> [Task to carry out]: Copy out all of the rows below word for word, with each line kept the same.

— Start of Recorded information —

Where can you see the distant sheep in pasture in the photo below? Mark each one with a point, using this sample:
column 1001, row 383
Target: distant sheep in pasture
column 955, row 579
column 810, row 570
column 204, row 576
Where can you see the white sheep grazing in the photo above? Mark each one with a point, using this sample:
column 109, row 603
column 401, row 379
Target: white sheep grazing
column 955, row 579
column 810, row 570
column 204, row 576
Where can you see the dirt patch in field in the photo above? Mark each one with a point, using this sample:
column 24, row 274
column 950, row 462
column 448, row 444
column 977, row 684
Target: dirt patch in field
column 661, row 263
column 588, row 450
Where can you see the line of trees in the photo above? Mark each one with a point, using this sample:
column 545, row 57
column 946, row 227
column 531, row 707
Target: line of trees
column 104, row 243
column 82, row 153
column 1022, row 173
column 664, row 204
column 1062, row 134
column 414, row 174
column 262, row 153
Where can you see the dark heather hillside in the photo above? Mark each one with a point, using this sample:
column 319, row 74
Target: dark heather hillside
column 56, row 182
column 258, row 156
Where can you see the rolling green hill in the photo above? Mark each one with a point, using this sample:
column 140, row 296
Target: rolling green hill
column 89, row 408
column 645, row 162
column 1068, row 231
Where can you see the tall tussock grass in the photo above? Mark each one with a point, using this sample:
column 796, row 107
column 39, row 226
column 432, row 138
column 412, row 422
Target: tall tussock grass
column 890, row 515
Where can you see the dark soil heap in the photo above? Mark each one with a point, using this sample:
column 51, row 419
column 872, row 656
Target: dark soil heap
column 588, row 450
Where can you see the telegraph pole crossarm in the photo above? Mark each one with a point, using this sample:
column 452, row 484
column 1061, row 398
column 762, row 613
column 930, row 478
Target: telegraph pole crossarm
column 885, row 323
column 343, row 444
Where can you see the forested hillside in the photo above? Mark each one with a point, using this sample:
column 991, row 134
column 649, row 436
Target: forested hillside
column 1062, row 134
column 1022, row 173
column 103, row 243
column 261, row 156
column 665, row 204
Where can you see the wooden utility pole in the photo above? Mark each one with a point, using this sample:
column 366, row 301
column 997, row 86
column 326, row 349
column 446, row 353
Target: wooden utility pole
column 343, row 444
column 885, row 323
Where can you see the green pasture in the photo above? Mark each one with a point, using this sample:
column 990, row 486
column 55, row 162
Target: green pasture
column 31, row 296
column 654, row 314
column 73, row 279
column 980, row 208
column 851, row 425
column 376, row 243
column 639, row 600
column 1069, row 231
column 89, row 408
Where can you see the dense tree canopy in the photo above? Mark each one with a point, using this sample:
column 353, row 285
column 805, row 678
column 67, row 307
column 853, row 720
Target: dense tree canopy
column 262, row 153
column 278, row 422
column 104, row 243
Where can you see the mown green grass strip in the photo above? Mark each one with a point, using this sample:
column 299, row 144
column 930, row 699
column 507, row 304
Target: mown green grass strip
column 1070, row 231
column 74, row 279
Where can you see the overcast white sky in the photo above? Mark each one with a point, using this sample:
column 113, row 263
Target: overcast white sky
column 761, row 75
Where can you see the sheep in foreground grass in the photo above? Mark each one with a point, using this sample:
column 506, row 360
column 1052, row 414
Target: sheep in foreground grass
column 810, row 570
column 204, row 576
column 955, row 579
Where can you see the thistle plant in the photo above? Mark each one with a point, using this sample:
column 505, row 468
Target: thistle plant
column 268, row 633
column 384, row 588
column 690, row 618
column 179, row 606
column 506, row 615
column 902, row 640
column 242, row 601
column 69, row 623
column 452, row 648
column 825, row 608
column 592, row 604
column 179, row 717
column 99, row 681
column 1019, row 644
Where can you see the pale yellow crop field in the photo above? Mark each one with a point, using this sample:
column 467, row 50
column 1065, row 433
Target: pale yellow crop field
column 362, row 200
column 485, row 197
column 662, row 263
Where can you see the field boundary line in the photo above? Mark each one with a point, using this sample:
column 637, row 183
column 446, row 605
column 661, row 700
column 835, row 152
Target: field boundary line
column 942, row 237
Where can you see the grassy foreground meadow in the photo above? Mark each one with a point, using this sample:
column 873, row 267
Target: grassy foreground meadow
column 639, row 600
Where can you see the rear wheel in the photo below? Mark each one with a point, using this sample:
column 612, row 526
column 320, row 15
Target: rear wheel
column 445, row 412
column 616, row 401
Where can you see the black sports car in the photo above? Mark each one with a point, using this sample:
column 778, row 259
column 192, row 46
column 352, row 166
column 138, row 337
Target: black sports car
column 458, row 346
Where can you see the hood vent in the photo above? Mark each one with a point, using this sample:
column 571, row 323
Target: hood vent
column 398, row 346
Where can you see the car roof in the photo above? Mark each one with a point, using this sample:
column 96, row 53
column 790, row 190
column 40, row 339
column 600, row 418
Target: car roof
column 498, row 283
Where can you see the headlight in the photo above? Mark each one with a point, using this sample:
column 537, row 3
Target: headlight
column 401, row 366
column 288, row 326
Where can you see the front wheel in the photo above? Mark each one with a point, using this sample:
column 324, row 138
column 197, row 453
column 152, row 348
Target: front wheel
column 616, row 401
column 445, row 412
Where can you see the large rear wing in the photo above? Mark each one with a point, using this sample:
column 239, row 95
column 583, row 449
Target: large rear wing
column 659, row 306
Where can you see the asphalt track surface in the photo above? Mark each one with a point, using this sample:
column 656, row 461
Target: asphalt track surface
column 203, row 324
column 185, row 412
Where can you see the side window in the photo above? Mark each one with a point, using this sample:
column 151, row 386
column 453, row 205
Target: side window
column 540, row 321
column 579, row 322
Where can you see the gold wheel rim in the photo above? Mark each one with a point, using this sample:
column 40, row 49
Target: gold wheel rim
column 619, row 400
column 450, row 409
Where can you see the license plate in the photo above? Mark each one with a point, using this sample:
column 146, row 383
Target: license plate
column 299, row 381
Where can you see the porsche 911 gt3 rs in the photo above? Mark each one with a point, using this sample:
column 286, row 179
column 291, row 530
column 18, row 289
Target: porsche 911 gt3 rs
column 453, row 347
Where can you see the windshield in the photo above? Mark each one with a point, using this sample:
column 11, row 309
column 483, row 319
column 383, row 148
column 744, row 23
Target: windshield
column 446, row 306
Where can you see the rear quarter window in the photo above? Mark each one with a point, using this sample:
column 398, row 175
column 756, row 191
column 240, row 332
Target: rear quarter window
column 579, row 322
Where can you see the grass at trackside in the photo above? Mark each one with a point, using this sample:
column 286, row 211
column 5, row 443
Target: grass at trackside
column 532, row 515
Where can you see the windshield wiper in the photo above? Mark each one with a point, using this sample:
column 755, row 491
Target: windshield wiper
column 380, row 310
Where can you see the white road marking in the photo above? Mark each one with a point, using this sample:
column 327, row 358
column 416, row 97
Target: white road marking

— End of Recorded information —

> [Result for this task]:
Where can you see the distant sheep in pasture in the photo below? Mark each one with a point, using this sample:
column 1001, row 383
Target: distant sheep in pasture
column 955, row 579
column 810, row 570
column 204, row 576
Where can you see the white sheep grazing in the photo above? Mark each one with a point, using this sample:
column 109, row 603
column 401, row 379
Target: white sheep grazing
column 955, row 579
column 810, row 570
column 204, row 576
Where can you see the dirt patch in field in the photo above? Mark each one with a point, using this sample:
column 24, row 274
column 950, row 462
column 448, row 444
column 977, row 684
Target: dirt patch in field
column 661, row 263
column 588, row 450
Where can you see the line of trees in the photo above? Mark each one with a point, using this sample:
column 545, row 57
column 946, row 227
column 531, row 707
Target: line of trees
column 104, row 243
column 82, row 153
column 1022, row 173
column 664, row 204
column 1062, row 134
column 414, row 174
column 262, row 153
Where can you see the dark heather hillside in the photo above? Mark each one with a point, using this sample:
column 319, row 74
Target: dark heather hillside
column 56, row 182
column 258, row 156
Where can you see the rolling green hill in the photo above? Mark each one with a point, using this sample:
column 140, row 296
Target: rolling green hill
column 89, row 408
column 645, row 162
column 1068, row 231
Where can you see the tall tussock grass in the photo above? Mark each one with a point, using this sample:
column 796, row 107
column 39, row 226
column 432, row 138
column 412, row 422
Target: tall tussock grass
column 890, row 515
Where can you see the dark soil heap in the photo above? Mark each one with a point, using this sample:
column 51, row 419
column 872, row 656
Target: dark soil heap
column 588, row 450
Where can you see the telegraph pole crossarm in the photo above? Mark each one with a point, using this sample:
column 452, row 484
column 1061, row 398
column 762, row 613
column 930, row 478
Target: telegraph pole crossarm
column 885, row 323
column 343, row 444
Where can you see the forested hillside in the photo above? Mark each one with a point, using this sample:
column 991, row 134
column 649, row 436
Target: forested hillside
column 1062, row 134
column 1022, row 173
column 103, row 243
column 261, row 156
column 665, row 204
Where can you see the wooden utility pole in the photo above? Mark each one with a point, using this sample:
column 366, row 301
column 997, row 86
column 326, row 349
column 446, row 353
Target: wooden utility pole
column 343, row 444
column 885, row 323
Where can you see the green pasture in the photo above? Mark each one with a point, using this sample:
column 990, row 486
column 55, row 162
Target: green pasture
column 31, row 296
column 654, row 314
column 73, row 279
column 980, row 208
column 851, row 425
column 376, row 243
column 639, row 600
column 1069, row 231
column 89, row 408
Where can you see the dense tree canopy in the photo above? Mark each one with a point, using this sample:
column 353, row 285
column 805, row 678
column 67, row 307
column 853, row 720
Target: dense tree canopy
column 262, row 153
column 278, row 422
column 104, row 243
Where can you see the mown green grass strip in the photo above? Mark each one with a point, using this sample:
column 299, row 144
column 930, row 699
column 507, row 304
Target: mown green grass strip
column 1070, row 231
column 74, row 279
Where can you see the overcast white sky in the photo above? Mark each one with a point, using this sample:
column 113, row 263
Target: overcast white sky
column 761, row 75
Where can you see the sheep in foreground grass in the photo above? Mark each one with a point, using this sample:
column 506, row 360
column 1052, row 414
Target: sheep in foreground grass
column 810, row 570
column 204, row 576
column 955, row 579
Where can you see the thistle plant in the photo above? Mark each one with a point, using this sample:
column 505, row 468
Target: thistle plant
column 268, row 633
column 384, row 588
column 690, row 618
column 179, row 606
column 506, row 615
column 902, row 640
column 242, row 601
column 69, row 623
column 452, row 648
column 825, row 608
column 592, row 604
column 179, row 717
column 99, row 681
column 1019, row 644
Where can you see the pale yellow crop field in the photo above? Mark each one with a point, using this sample:
column 467, row 50
column 1065, row 433
Target: pale yellow crop field
column 362, row 200
column 485, row 197
column 662, row 263
Where can you see the field boundary line in the photo above? Mark each one with a point, using this sample:
column 637, row 183
column 446, row 605
column 661, row 700
column 835, row 152
Target: field boundary line
column 942, row 237
Where can you see the grassy foreground meadow in the photo above? Mark each one with a point, using this sample:
column 873, row 267
Target: grassy foreground meadow
column 639, row 600
Where can you see the rear wheel in the photo below? Mark each one with a point, using this sample:
column 612, row 526
column 320, row 15
Target: rear wheel
column 445, row 412
column 616, row 401
Where can you see the black sports car in the photo above? Mark each one with a point, using this sample:
column 778, row 259
column 192, row 46
column 352, row 166
column 138, row 337
Target: black sports car
column 458, row 346
Where can you see the hood vent in the photo above? Mark each one with a point, using this sample:
column 571, row 323
Target: hood vent
column 398, row 346
Where can you see the car roof in the photo above? Mark each one with a point, using this sample:
column 96, row 53
column 790, row 190
column 40, row 339
column 600, row 418
Target: car roof
column 498, row 283
Where can you see the headlight in the photo above? Mark each one with a point, using this sample:
column 537, row 3
Target: headlight
column 401, row 366
column 288, row 326
Where can you see the front wheel in the photo above? Mark each one with a point, using this sample:
column 324, row 138
column 197, row 453
column 152, row 348
Target: front wheel
column 616, row 401
column 445, row 412
Where can you see the large rear wing in the photo above? Mark each one with a point, using this sample:
column 239, row 95
column 583, row 449
Target: large rear wing
column 659, row 306
Where can you see the asphalt track surface in the photo above? Mark each one with a point, using this sample:
column 656, row 461
Target: asphalt track surface
column 203, row 324
column 185, row 412
Where can you see the side window in the photo above? Mark each one with a point, using this sample:
column 151, row 386
column 453, row 205
Target: side window
column 540, row 321
column 579, row 322
Where can you see the gold wheel rim in the photo above? Mark each one with a point, using this sample:
column 40, row 49
Target: gold wheel rim
column 619, row 400
column 450, row 409
Where can you see the license plate in the photo above? Mark each one with a point, using this sample:
column 146, row 383
Target: license plate
column 299, row 381
Where can you see the porsche 911 gt3 rs in the photo above? Mark each one with a point, using this sample:
column 286, row 179
column 291, row 530
column 18, row 289
Target: porsche 911 gt3 rs
column 453, row 347
Where can you see the windshield in the photo above? Mark each one with a point, using this sample:
column 11, row 309
column 483, row 319
column 383, row 148
column 744, row 23
Target: windshield
column 446, row 306
Where can you see the rear quarter window in the photo above? Mark each one with a point, using this sample:
column 398, row 175
column 756, row 191
column 240, row 332
Target: rear quarter window
column 579, row 322
Where can you see the grass at trackside in the photo above? Mark each one with a point, using this sample:
column 286, row 211
column 5, row 443
Target: grass at trackside
column 532, row 515
Where can you see the windshield wiper in the photo above? Mark each one with a point, using this sample:
column 755, row 491
Target: windshield wiper
column 380, row 310
Where can you see the white road marking in the photo above? Mark each one with a point, using this sample:
column 327, row 358
column 416, row 97
Target: white road marking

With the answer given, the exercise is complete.